◆ **Exercise tasks**
(a) From the EU–UK tax summary, copy the passage between "Cross-border trade in" and "by this exception.", inclusive.
(b) Turn the paragraph of the EU–UK tax summary beginning "Cross-border trade in goods and services" into a short list that keeps its main facts.

◆ **Text excerpt**
On Christmas Eve, after lengthy negotiations that were very tense up to the last moment, the UK finally struck an agreement on its future relationship with the EU. For EU companies, this means that preparations made so far will not be wasted. Below we summarise the deal’s implications for indirect taxes.

As for customs duties, the EU–UK Trade and Cooperation Agreement provides for a preferential system, allowing to apply a zero rate of customs duty. To apply the zero rate, it will be necessary to present relevant documents proving the origin of the goods in the EU or in the United Kingdom. If the documents are not submitted in the customs procedure, a standard rate under the EU’s Common Customs Tariff shall apply. Detailed information on the ‘preferential origin’ rules and customs procedures can be found in Guidance Note on the Withdrawal of the UK and EU Rules in the Field of Customs, Including Preferential Origin.

As for VAT, we kept you informed of all changes throughout the past year, and the now concluded agreement on future partnership between the EU and the UK has only confirmed this information. From a VAT perspective, the UK has become a third country from 1 January 2021.

Cross-border trade in goods and services shall be governed by rules on applying VAT upon the import and export of goods (or provision of services) from/to third countries, with an exception for supplies of goods to Northern Ireland, which will continue to be regarded as intra-community supplies. For this purpose, Northern Ireland has been assigned a specific ‘XI’ identifier, which can already be seen in the VIES system. Services are not covered by this exception.

Supplies of goods whose transportation was initiated in 2020 but only completed in 2021 will still be regarded as supplies to the UK under the European rules. Goods dispatched after 31 December 2020 shall already be subject to the new customs procedure. ‘Non-controlled’ goods (under customs legislation) imported until June of this year may be imported under a simplified customs procedure. Similar rules shall apply to the reporting of transactions in EC Sales Lists and Intrastat reports.

[Extracted items]
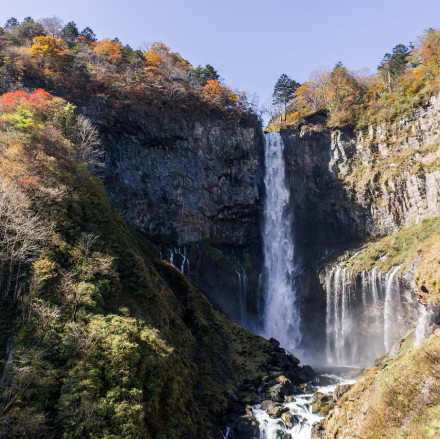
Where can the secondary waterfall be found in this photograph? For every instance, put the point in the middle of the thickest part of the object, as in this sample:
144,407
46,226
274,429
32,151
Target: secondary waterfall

◆ **Final results**
(a)
Cross-border trade in goods and services shall be governed by rules on applying VAT upon the import and export of goods (or provision of services) from/to third countries, with an exception for supplies of goods to Northern Ireland, which will continue to be regarded as intra-community supplies. For this purpose, Northern Ireland has been assigned a specific ‘XI’ identifier, which can already be seen in the VIES system. Services are not covered by this exception.

(b)
- Cross-border trade in goods and services follows the VAT rules for importing and exporting goods, or providing services, from and to third countries.
- Exception: supplies of goods to Northern Ireland are still treated as intra-community supplies.
- Northern Ireland has its own "XI" identifier, already visible in the VIES system.
- The exception does not cover services.